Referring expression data
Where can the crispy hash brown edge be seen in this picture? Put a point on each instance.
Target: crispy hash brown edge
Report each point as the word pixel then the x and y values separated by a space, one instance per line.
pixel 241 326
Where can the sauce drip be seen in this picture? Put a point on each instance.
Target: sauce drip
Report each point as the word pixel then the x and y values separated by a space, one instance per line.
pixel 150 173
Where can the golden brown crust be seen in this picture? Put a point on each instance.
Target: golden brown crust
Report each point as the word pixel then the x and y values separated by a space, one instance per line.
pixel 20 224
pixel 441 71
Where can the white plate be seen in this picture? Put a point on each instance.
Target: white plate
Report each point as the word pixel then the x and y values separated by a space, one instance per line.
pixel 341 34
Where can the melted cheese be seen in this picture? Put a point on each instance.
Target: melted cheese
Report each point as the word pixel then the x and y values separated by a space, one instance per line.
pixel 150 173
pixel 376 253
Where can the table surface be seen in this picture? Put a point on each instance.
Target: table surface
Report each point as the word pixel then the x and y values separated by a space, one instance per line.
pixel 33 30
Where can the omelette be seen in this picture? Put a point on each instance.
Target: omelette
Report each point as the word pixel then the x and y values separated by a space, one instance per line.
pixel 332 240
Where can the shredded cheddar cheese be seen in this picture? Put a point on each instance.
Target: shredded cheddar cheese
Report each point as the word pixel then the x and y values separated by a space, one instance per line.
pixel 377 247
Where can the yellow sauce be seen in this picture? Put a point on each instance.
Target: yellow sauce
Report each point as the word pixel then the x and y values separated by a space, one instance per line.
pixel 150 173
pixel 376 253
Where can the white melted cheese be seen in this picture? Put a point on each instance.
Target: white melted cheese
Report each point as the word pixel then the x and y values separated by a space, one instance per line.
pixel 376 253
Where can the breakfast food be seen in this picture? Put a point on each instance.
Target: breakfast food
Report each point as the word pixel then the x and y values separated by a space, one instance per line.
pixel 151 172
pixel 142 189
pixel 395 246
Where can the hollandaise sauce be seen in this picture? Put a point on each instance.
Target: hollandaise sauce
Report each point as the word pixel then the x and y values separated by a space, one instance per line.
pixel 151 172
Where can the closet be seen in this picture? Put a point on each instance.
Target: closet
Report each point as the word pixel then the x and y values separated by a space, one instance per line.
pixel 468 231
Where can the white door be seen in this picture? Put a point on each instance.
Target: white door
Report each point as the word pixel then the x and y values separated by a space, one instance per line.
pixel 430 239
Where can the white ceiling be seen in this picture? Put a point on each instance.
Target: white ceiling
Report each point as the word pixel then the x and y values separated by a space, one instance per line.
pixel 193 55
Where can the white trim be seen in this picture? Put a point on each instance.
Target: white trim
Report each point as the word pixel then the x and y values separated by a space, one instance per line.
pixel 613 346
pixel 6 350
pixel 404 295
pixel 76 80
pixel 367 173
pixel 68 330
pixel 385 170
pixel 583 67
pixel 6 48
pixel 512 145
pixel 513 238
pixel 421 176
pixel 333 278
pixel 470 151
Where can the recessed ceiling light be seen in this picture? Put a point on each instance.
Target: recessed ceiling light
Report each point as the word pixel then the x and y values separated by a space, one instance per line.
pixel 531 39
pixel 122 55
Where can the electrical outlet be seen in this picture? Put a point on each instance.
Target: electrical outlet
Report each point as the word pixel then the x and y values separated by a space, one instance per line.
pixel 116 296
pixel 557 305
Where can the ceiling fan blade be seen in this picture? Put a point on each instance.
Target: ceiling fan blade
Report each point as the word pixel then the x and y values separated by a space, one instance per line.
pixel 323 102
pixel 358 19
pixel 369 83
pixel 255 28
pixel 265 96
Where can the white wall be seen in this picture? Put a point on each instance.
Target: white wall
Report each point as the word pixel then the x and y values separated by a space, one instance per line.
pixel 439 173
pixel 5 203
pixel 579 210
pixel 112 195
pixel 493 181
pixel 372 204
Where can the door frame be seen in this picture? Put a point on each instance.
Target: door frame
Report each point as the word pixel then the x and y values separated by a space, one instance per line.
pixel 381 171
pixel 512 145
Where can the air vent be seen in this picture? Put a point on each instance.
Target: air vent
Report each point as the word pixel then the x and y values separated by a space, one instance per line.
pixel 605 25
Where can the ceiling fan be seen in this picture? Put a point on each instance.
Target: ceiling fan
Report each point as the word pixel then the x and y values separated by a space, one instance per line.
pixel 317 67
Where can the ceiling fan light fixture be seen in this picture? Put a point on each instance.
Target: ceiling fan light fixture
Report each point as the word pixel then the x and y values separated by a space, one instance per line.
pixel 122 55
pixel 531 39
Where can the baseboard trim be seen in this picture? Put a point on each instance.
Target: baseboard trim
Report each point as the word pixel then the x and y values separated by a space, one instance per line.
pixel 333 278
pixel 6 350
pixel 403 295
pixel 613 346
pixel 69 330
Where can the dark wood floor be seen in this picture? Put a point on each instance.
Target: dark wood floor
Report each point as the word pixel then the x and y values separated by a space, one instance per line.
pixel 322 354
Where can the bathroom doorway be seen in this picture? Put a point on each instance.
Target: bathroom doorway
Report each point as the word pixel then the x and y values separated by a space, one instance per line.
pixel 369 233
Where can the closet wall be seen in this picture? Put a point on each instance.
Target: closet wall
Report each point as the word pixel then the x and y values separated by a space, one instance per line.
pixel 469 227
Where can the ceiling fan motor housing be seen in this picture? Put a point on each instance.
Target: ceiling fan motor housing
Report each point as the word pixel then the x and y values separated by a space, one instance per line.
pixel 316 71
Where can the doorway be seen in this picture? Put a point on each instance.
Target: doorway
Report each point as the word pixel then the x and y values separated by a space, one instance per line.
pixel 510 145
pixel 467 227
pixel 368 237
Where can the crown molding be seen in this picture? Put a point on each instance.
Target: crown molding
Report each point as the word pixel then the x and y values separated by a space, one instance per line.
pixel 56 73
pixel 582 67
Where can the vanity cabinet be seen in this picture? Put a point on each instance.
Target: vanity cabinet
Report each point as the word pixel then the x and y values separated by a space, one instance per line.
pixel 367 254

• WHAT TO DO
What you return should match every line above exactly.

• ANSWER BELOW
Where can the crispy hash brown edge be seen in this picture? Put a point on each instance.
Target: crispy hash brown edge
Report each point as the word pixel then the x and y values separated by a space, one instance per line.
pixel 241 326
Where can the sauce drip be seen in this picture? Put a point on each instance.
Target: sauce drip
Report each point as the word pixel then the x and y values separated by a space, one instance per line.
pixel 150 173
Where can the golden brown crust be seen in this picture? Put a point on each instance.
Target: golden brown crust
Report each point as the word pixel then the x and y values separated by a space, one instance per line.
pixel 20 224
pixel 441 71
Where can the white plate be seen in this picture? Put a point on each instance.
Target: white plate
Report each point as the word pixel then the x and y values separated by a space, one instance per line.
pixel 341 34
Where can the melted cheese be seen in this picture? Put a point on each instance.
Target: melted cheese
Report each point as the word pixel then the x and y values separated by a space, one instance per line.
pixel 150 173
pixel 376 253
Where can the table surface be seen in this picture? Put a point on each instance.
Target: table surface
Report each point as the word pixel then the x and y values separated by a space, one instance per line.
pixel 33 30
Where can the omelette be seen in this picture? Put a point on each instance.
Target: omelette
Report each point as the word pixel then the x and y values separated by a space, one instance per line.
pixel 332 240
Where can the shredded cheddar cheese be seen in this picture? Put a point on each instance.
Target: shredded cheddar cheese
Report each point as the word pixel then the x and y values separated by a space, one instance per line.
pixel 377 247
Where can the yellow sauce be seen in this picture? Put a point on each instance.
Target: yellow sauce
Report each point as the word pixel then the x and y values separated by a space, one instance per line.
pixel 150 173
pixel 376 253
Where can the white melted cheese be seen in this picture? Put a point on each instance.
Target: white melted cheese
Report each point as the word pixel then the x and y values separated by a space, one instance per line.
pixel 376 253
Where can the breakfast food be seen in this picture? Put a point on each instance.
Target: breakfast food
Report each point as the word pixel then the x and y values separated by a space, one instance per line.
pixel 151 172
pixel 142 189
pixel 395 246
Where can the hollandaise sauce be seen in this picture? Put a point on each instance.
Target: hollandaise sauce
Report each point as the word pixel then the x and y values separated by a space, one instance per line.
pixel 151 172
Where can the closet be seen in this picture? Put a point on each instance.
Target: closet
Report each point as the word pixel then the x and y values separated by a space, one instance per line.
pixel 468 231
Where can the white door be seen in this picture? Put a point on each instance.
Target: white door
Report each point as the word pixel then the x and y values separated by a space, one instance per line.
pixel 430 239
Where can the white ceiling be seen in this picture? Put a point on each instance.
Target: white ceiling
Report each point as the word pixel then the x and y values separated by a space, one instance per line.
pixel 193 55
Where can the white trim be seen in this picture? Put a point on each instance.
Target: white trim
Report each point as the word pixel then the x and y values separated by a space, one instance per line.
pixel 613 346
pixel 6 350
pixel 404 295
pixel 76 80
pixel 367 173
pixel 68 330
pixel 385 170
pixel 583 67
pixel 6 48
pixel 512 145
pixel 513 238
pixel 421 176
pixel 333 278
pixel 470 151
Where can the recessed ceiling light be seen in this picture? Put a point on each instance.
Target: recessed ceiling light
Report each point as the word pixel then the x and y values separated by a space, one instance per line.
pixel 531 39
pixel 122 55
Where can the electrical outlet be seen in this picture? Put a point on each instance.
Target: electrical outlet
Report each point as the word pixel then the x and y values separated by a space, one instance per line.
pixel 116 296
pixel 557 305
Where can the ceiling fan blade be seen in this picture? Put a point on each instance.
Target: ceiling fan blade
Report each point as the word pixel then the x and y values separated by a space, one instance per line.
pixel 323 102
pixel 358 19
pixel 369 83
pixel 255 28
pixel 265 96
Where can the white wall be seen in this picture? Put a point on each instance.
Target: white wall
Report each point as the word pixel then the x and y values separated by a space, one instance per line.
pixel 439 173
pixel 5 203
pixel 579 210
pixel 112 195
pixel 493 181
pixel 372 204
Where can the door frame be seen in this picture? Put a point on each instance.
Target: door frame
Report each point as the word pixel then the x and y values separated by a space, one instance per line.
pixel 381 171
pixel 512 145
Where can the air vent be seen in this picture? Put a point on each instance.
Target: air vent
Report each point as the word pixel then the x and y values separated by a space, one instance per line.
pixel 605 25
Where can the ceiling fan be seen in this picture? Put a point on each instance.
Target: ceiling fan
Report each point as the word pixel then the x and y values separated by a space, one instance per line.
pixel 317 67
Where can the ceiling fan light fixture be seen in this picture? Put a point on each instance.
Target: ceiling fan light fixture
Report each point as the word pixel then the x and y values separated by a space, one instance per line.
pixel 122 55
pixel 531 39
Where can the baseboard trim be seen in this picture? Put a point on each instance.
Target: baseboard trim
Report each point as the word pixel then the x and y values separated by a space, one instance per line.
pixel 333 278
pixel 6 350
pixel 403 295
pixel 613 346
pixel 69 330
Where can the dark wood floor be seen in this picture? Put a point on each instance.
Target: dark wood floor
Report each point as the word pixel then the x and y values separated by a space, one instance per line.
pixel 322 354
Where can the bathroom doorway be seen in this picture? Put a point on each instance.
Target: bathroom doorway
Report each point as the word pixel then the x and y values separated by a space, one instance per line.
pixel 369 233
Where can the closet wall be seen in this picture? Put a point on each instance.
Target: closet wall
Report each point as the word pixel then the x and y values separated by a space, one instance per line.
pixel 469 227
Where can the ceiling fan motor housing be seen in this picture? Put a point on each instance.
Target: ceiling fan motor housing
Report each point as the word pixel then the x and y values separated by a space, one instance per line.
pixel 316 71
Where can the doorway be seen in this picture? Put a point on each instance.
Target: doorway
Report each point as the word pixel then the x and y values separated by a space, one instance per line.
pixel 510 145
pixel 467 227
pixel 368 237
Where can the crown molding be seen in this picture? Put a point on each instance.
Target: crown molding
Report each point as the word pixel then the x and y values separated by a space, one instance per line.
pixel 56 73
pixel 582 67
Where can the vanity cabinet be seen in this picture? Put a point on each instance.
Target: vanity cabinet
Report each point as the word pixel then the x and y values separated by a space, one instance per line.
pixel 367 254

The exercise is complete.